• **SUPPLIED PASSAGE**

--*--

RETAIN: Do not reset this to missing (.) on each pass.
Note: RETAIN is executed at compile time.
Data A; put _all_; input X; drop X; XSQ = X*X; put _all_ //;
Datalines;
1
2
3
;
Proc Print; Run;
(2) RETAIN can initialize something. This is done at compile time rather than execution time.
Data A; put _all_; input Y;
drop X; XSQ = X*X; X = X+1;
put _all_ //; retain X 3;
Datalines;
1
2
3
;
Proc Print; Run;
The OUTPUT statement:
(1) When you issue an OUTPUT statement, the PDV contents are output at that point and nowhere else (unless there is another OUTPUT statement).
Data A; Input X; do i=1 to 10;
Y = X+I; *output;
end;
Datalines;
5
Proc Print; Run;
(2) You can output conditionally:
Data A; Input lbs price_per_lb;
Price = lbs*price_per_lb;
If Price < 2.00 then output;
Datalines;
19 0.10
5 0.25
8 0.75
20 0.07
;
Proc Print; Run;
USING _N_
(1) _N_ is available only in the PDV. Use it there.
Data A; Input lbs price_per_lb;
If _N_=1 then bill=0; retain bill;
Price = lbs*price_per_lb; Bill=Bill+Price*(1.07); *Tax;
Datalines;
19 0.10
5 0.25
8 0.75
20 0.07
;
Proc Print; Format bill dollar5.2; Run;
(2) T+1 automatically implies a “Retain T 0”.

--*--

• **Stored items from a collection**

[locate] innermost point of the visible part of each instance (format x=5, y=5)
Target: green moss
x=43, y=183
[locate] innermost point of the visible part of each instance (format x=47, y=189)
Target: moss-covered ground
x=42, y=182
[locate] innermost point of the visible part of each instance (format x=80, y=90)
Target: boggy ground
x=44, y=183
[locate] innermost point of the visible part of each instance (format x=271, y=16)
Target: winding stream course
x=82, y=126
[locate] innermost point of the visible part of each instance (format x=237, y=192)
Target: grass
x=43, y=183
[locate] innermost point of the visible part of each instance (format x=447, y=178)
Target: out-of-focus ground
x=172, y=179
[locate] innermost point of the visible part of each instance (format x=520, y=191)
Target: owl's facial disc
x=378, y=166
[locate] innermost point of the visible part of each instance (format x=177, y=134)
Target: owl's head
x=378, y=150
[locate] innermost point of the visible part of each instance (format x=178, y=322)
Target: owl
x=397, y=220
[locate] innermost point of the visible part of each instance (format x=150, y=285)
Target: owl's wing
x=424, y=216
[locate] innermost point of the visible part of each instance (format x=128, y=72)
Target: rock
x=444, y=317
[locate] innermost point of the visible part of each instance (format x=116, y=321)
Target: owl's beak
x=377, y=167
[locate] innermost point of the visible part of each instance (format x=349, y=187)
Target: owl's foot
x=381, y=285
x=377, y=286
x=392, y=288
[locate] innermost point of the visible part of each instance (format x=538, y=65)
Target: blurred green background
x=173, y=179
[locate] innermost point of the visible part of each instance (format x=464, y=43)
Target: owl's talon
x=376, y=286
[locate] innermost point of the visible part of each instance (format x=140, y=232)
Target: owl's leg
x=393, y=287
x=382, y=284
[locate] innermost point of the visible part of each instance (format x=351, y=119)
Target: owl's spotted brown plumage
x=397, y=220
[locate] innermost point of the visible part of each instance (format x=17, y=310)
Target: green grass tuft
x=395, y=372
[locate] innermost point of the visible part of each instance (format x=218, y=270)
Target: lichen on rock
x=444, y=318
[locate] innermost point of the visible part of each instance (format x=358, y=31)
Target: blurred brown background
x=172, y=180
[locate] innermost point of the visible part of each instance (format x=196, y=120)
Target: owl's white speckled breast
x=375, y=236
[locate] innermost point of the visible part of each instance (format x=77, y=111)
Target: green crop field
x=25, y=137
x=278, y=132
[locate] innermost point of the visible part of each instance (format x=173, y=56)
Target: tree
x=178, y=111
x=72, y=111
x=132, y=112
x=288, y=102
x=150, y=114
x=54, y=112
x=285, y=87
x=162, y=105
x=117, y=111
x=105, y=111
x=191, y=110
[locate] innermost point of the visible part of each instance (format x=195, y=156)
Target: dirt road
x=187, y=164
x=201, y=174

--*--

• **DIRECTIVES**
1/ Please sum up the SAS statement notes in two sentences.
2/ In the SAS statement notes, when does an OUTPUT statement cause the PDV contents to be output?

• **RESULTS BY TASK**
1/ RETAIN keeps a variable from being reset to missing on each pass, is executed at compile time, and can initialize a value. An OUTPUT statement writes the PDV contents at that point only and can be used conditionally, while _N_ is available only in the PDV, and T+1 automatically implies "Retain T 0".

2/ At the point where the OUTPUT statement is issued and nowhere else, unless there is another OUTPUT statement.